→ Work task 1
Please answer these questions about the post on replication, using the text and lines below.
(a) What two things does the post say can be quite divergent between different laboratories?
(b) Which database does the post name as corroborating its observation about mutations?
(c) Which agency does the post say is not at fault?
→ Work task 2
Rewrite everything in the post on replication from "That said, it" down to "of national GDP.", putting "drug trials" in place of "clinical trials".

→ Extract provided
::::::::::
Tuesday, May 30, 2017

There is a lot of media attention these days to a supposed crisis in the replication of scientific studies. However, I don't agree that there is such a replication "crisis". Biological experimentation involves a very high degree of complexity, with many variables that are extremely difficult to control. For example, even the same inbred mouse strains, or tissue culture cell lines, can actually be quite divergent between different laboratories. It is very difficult for one lab to assess the number of statistical degrees of freedom in its own work. Thus it is to be expected that some, many even many, results which are reported reliably on experiments performed in good conscience, will fail to replicate among labs. That is part of the cost of doing truly novel research. Just based on an anecdotal sense of the kinds of work being described as "non-replicable", much of it is either in the social sciences, where controlling variables is even harder, or in clinical trials on human cohorts where again it is challenging to control for environmental factors. In contrast, in my own field of human medical genetics, results tend to be highly replicable, as we are usually looking at the effects of severe high penetrance mutations. Different mutations in the same gene typically generate very similar, though not identical phenotypes even in very different populations. A quick survey of the Human Gene Mutation Database corroborates this observation.

That said, it is true that scientists are under way too much pressure to generate positive results, especially for very expensive programs like clinical trials or large scale population genetic studies. Moreover, the hypercompetitive state of grant funding these days encourages hype and excessive optimism over sober analysis. This is not the fault of the NIH, this is the result of decades of government underfunding of science measured as a proportion of national GDP.
::::::::::
→ Recorded information
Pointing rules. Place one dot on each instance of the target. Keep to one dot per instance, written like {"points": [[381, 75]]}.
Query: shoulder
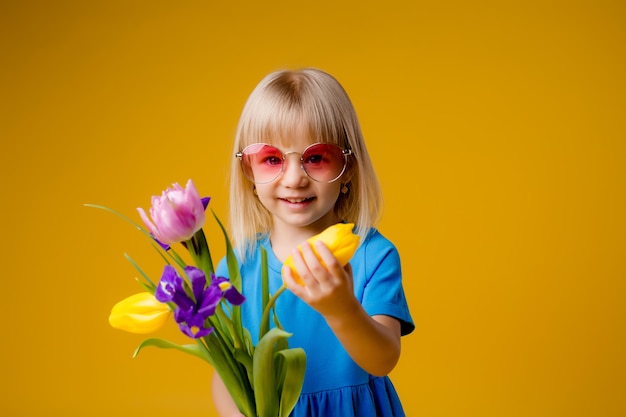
{"points": [[377, 245]]}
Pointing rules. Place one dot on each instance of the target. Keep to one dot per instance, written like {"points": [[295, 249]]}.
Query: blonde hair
{"points": [[283, 101]]}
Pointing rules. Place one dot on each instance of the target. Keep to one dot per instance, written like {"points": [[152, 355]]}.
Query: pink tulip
{"points": [[176, 216]]}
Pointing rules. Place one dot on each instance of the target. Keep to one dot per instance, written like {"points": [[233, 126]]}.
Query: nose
{"points": [[293, 175]]}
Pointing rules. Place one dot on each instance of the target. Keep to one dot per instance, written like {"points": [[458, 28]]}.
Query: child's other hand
{"points": [[327, 289]]}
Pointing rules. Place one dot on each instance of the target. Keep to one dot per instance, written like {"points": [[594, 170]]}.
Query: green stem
{"points": [[265, 319]]}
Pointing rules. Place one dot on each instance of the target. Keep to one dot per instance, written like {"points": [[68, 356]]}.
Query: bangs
{"points": [[286, 107]]}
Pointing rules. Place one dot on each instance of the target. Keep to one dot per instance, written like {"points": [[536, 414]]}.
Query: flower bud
{"points": [[340, 241], [176, 215], [140, 313]]}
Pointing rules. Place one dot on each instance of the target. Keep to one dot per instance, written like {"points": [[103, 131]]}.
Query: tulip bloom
{"points": [[192, 312], [140, 313], [338, 238], [176, 215]]}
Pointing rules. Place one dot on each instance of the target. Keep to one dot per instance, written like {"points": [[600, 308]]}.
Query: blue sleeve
{"points": [[382, 290]]}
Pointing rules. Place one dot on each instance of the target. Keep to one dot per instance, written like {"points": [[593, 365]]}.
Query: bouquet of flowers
{"points": [[264, 380]]}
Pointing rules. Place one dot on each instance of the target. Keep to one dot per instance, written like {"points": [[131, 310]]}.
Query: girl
{"points": [[301, 165]]}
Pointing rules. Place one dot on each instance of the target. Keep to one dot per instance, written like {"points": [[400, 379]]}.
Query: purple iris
{"points": [[192, 312]]}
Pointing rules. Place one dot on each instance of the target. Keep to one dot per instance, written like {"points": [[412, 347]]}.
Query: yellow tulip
{"points": [[338, 238], [140, 313]]}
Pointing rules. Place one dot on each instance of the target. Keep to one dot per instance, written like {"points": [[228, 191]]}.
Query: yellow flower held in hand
{"points": [[140, 313], [338, 238]]}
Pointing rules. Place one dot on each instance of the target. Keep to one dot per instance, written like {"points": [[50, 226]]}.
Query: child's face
{"points": [[293, 198]]}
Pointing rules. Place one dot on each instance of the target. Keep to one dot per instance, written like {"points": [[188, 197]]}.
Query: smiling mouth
{"points": [[297, 200]]}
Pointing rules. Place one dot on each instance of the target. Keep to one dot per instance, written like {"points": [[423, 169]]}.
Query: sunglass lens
{"points": [[324, 162], [261, 163]]}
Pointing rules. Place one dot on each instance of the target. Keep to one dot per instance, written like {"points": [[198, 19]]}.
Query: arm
{"points": [[372, 342], [224, 403]]}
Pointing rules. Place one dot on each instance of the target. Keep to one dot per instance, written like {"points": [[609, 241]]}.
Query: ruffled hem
{"points": [[377, 398]]}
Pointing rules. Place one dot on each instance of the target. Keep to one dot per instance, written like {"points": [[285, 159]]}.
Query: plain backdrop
{"points": [[497, 129]]}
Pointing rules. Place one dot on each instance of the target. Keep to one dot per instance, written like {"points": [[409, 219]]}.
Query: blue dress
{"points": [[334, 385]]}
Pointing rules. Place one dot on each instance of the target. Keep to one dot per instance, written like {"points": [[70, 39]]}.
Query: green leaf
{"points": [[231, 259], [117, 213], [192, 349], [293, 365], [264, 383], [198, 248]]}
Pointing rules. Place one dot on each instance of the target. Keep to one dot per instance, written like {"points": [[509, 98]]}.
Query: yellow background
{"points": [[497, 129]]}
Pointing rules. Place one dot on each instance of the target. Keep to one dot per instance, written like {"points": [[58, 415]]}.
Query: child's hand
{"points": [[327, 289]]}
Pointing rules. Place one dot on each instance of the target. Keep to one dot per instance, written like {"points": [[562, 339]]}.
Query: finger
{"points": [[294, 286]]}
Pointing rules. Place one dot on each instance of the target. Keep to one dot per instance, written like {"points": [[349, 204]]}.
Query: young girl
{"points": [[300, 166]]}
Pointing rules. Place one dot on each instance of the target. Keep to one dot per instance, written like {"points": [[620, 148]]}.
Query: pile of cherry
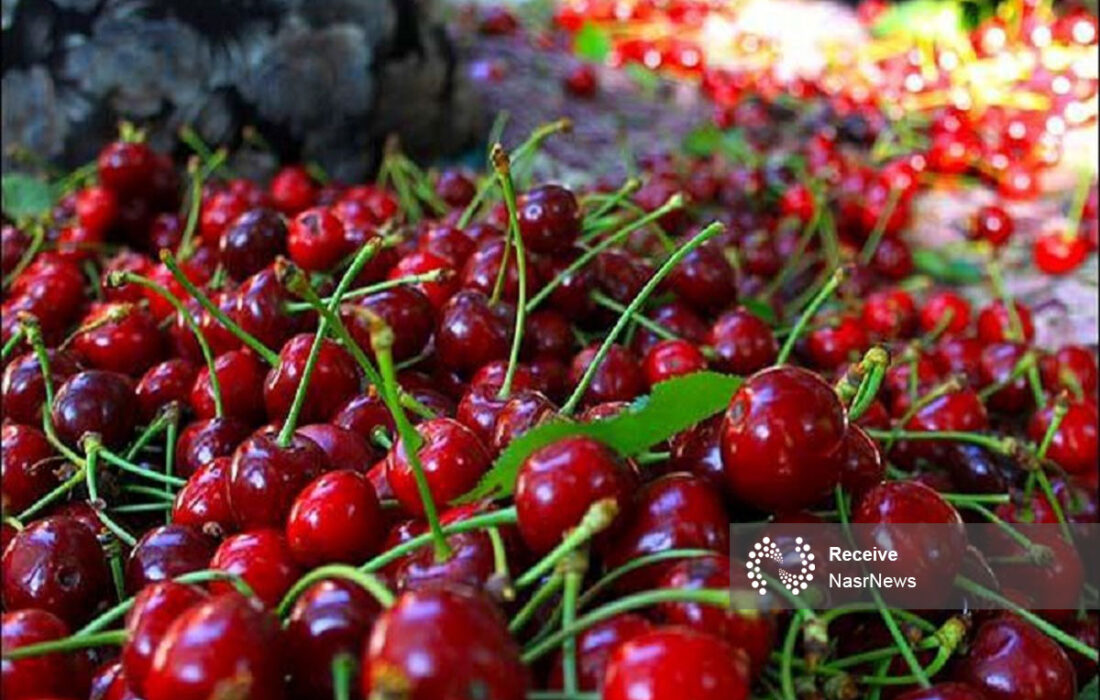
{"points": [[210, 386]]}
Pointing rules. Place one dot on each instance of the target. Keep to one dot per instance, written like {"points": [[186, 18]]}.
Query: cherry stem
{"points": [[266, 353], [120, 277], [596, 518], [505, 516], [631, 308], [675, 201], [503, 167], [382, 340], [370, 582], [809, 313], [716, 598]]}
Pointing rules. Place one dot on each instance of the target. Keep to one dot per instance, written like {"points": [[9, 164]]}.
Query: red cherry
{"points": [[453, 460], [226, 644], [781, 439], [441, 643], [677, 663]]}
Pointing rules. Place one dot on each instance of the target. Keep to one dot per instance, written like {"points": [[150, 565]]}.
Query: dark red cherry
{"points": [[168, 382], [671, 512], [226, 644], [336, 518], [677, 662], [558, 483], [265, 477], [204, 501], [333, 381], [781, 439], [1010, 659], [165, 553], [42, 676], [262, 558], [28, 467], [96, 402], [329, 619], [743, 343], [453, 460], [57, 565], [252, 242], [23, 389], [405, 653], [154, 609]]}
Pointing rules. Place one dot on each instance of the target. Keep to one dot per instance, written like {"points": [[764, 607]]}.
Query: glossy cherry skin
{"points": [[549, 219], [754, 632], [23, 389], [57, 565], [781, 439], [558, 483], [226, 644], [154, 609], [453, 460], [95, 402], [442, 643], [165, 553], [265, 477], [26, 466], [675, 511], [204, 501], [329, 619], [336, 518], [672, 663], [35, 677], [262, 558], [202, 441], [1010, 659], [743, 343]]}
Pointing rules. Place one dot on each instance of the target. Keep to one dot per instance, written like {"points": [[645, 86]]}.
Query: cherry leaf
{"points": [[673, 406]]}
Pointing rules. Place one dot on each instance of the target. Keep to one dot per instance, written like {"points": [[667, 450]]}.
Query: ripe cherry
{"points": [[677, 662], [781, 439]]}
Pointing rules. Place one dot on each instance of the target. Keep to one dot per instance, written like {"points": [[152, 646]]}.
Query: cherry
{"points": [[165, 553], [743, 343], [675, 511], [204, 501], [226, 644], [453, 460], [549, 219], [154, 609], [471, 332], [557, 484], [26, 467], [265, 477], [333, 381], [677, 662], [241, 378], [329, 619], [98, 402], [41, 676], [1074, 446], [336, 518], [442, 643], [204, 440], [57, 565], [1009, 659], [262, 558], [252, 242], [781, 439]]}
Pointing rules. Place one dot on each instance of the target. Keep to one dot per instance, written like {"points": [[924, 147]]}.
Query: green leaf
{"points": [[592, 43], [673, 406], [25, 197]]}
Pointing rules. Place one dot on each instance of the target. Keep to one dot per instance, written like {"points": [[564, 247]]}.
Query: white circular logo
{"points": [[767, 548]]}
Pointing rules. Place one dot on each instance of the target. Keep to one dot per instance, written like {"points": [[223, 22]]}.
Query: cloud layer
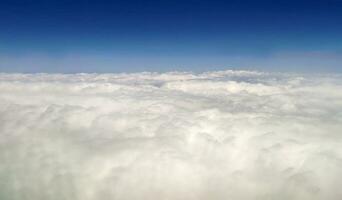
{"points": [[181, 136]]}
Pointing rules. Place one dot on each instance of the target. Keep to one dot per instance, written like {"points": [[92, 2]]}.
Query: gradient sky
{"points": [[128, 36]]}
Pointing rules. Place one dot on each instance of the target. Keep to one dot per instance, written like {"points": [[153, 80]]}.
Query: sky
{"points": [[129, 36]]}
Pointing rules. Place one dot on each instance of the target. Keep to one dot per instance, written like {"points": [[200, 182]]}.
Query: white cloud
{"points": [[217, 135]]}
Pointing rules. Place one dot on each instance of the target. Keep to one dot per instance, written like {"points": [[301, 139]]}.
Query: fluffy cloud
::::::::::
→ Answer section 1
(a) The same inbred mouse strains and tissue culture cell lines.
(b) The Human Gene Mutation Database.
(c) The NIH.

→ Answer section 2
That said, it is true that scientists are under way too much pressure to generate positive results, especially for very expensive programs like drug trials or large scale population genetic studies. Moreover, the hypercompetitive state of grant funding these days encourages hype and excessive optimism over sober analysis. This is not the fault of the NIH, this is the result of decades of government underfunding of science measured as a proportion of national GDP.